--- Given records ---

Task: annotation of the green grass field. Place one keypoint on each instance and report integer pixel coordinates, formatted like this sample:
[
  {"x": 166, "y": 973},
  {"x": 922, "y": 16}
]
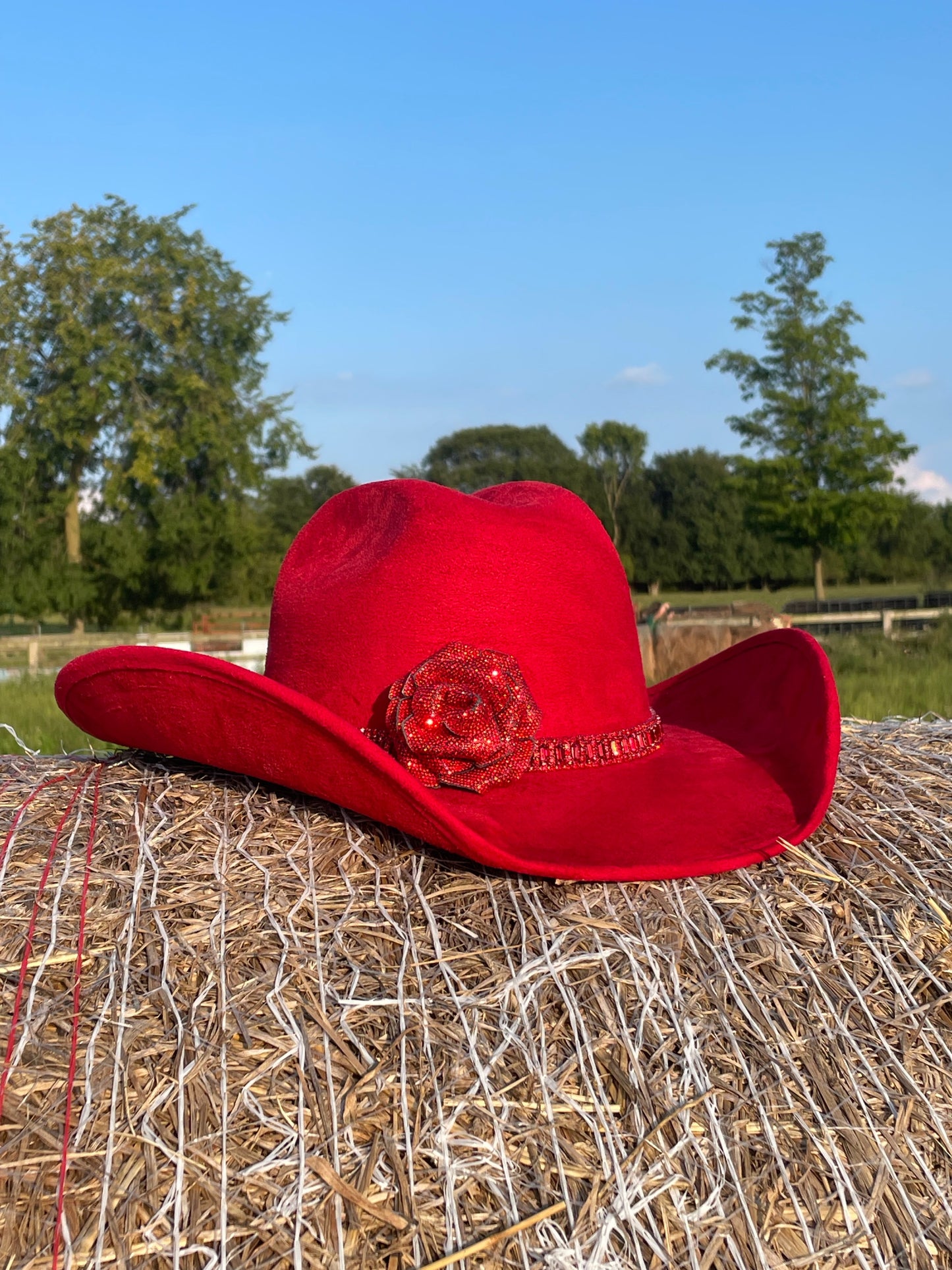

---

→ Problem to work on
Could you recast the lines above as a numbered list, skipping any blank lines and leaving the picture out?

→ Solved exercise
1. Task: annotation of the green grass field. Place one keypoint on each instance and report integer pixel coordinates, formatted like this sample:
2. [
3.   {"x": 166, "y": 973},
4.   {"x": 922, "y": 16}
5. ]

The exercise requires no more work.